◆ **Provided text**
'''

Your wife should go through this as well because she is in a one-man band. You are her husband and better half despite what you lack. Being bossy and controlling has no room in a functional marriage. I would be happy to hear from you again.

Future in-laws casting dark cloud on relationship

I am a 24-year-old lady and I am in love with a 26-year-old guy. We have been dating for the past two years and our relationship is getting stronger by the day. We are planning to get married by the end of this year. My parents and relatives have accepted my boyfriend and he feels comfortable amongst them. My problem is nobody seems to like me from his side except his great-grandmother.

The bad influence is his eldest sister who is also friends with his ex-flame. I do not know about his father, he does not say anything about him at all. He is so henpecked and has been reduced to an onlooker. The mother does everything, baba just rubber stamps what amai says. I told my parents about this, to tell the truth they are so sceptical about me joining such a family. I love my boyfriend and he loves me too but thinking about his family gives me a headache.

The mother and the elder sister have his ex-flame as their profile picture. When I go to visit my boyfriend they invite her as well and start talking and laughing just to make me feel stupid. Please help, should I carry on with my man or forget about him and his people? He has told his people that they are wasting their time if they think he will reconcile with his ex.

Response

I am happy for you, if your love is growing from strength to strength. A supportive family gives you the confidence to carry on. I see you do not know whether to carry on or not because of the animosity you are receiving from your boyfriend’s family.

'''

◆ **Tasks to carry out**
**A)** Copy the advice column word for word, from "Your wife should" up to and including "from you again.".
**B)** Answer these questions from the advice column:
(i) How old is the woman who writes about her boyfriend's family?
(ii) Whom does she name as the bad influence?
(iii) What do the boyfriend's mother and elder sister use as their profile picture?

◆ **Stored data**
'''

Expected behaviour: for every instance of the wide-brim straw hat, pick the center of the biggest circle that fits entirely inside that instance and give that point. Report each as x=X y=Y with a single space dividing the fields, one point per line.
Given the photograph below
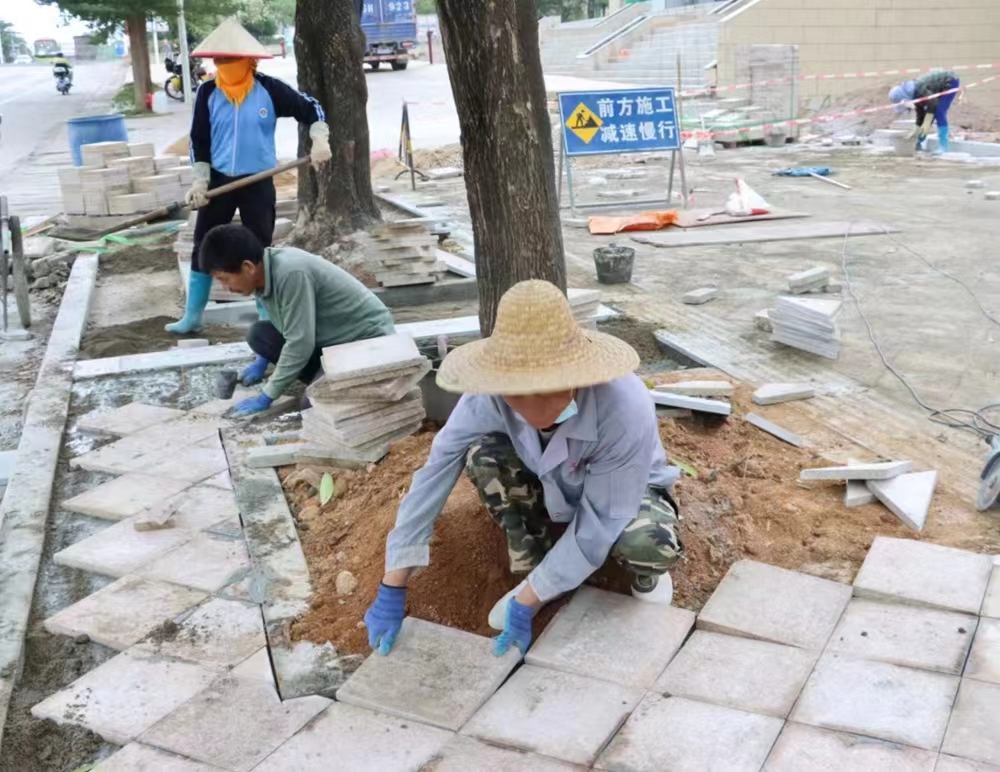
x=230 y=39
x=537 y=347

'''

◆ **Answers per task**
**A)**
Your wife should go through this as well because she is in a one-man band. You are her husband and better half despite what you lack. Being bossy and controlling has no room in a functional marriage. I would be happy to hear from you again.

**B)**
(i) She is 24 years old.
(ii) His eldest sister.
(iii) His ex-flame.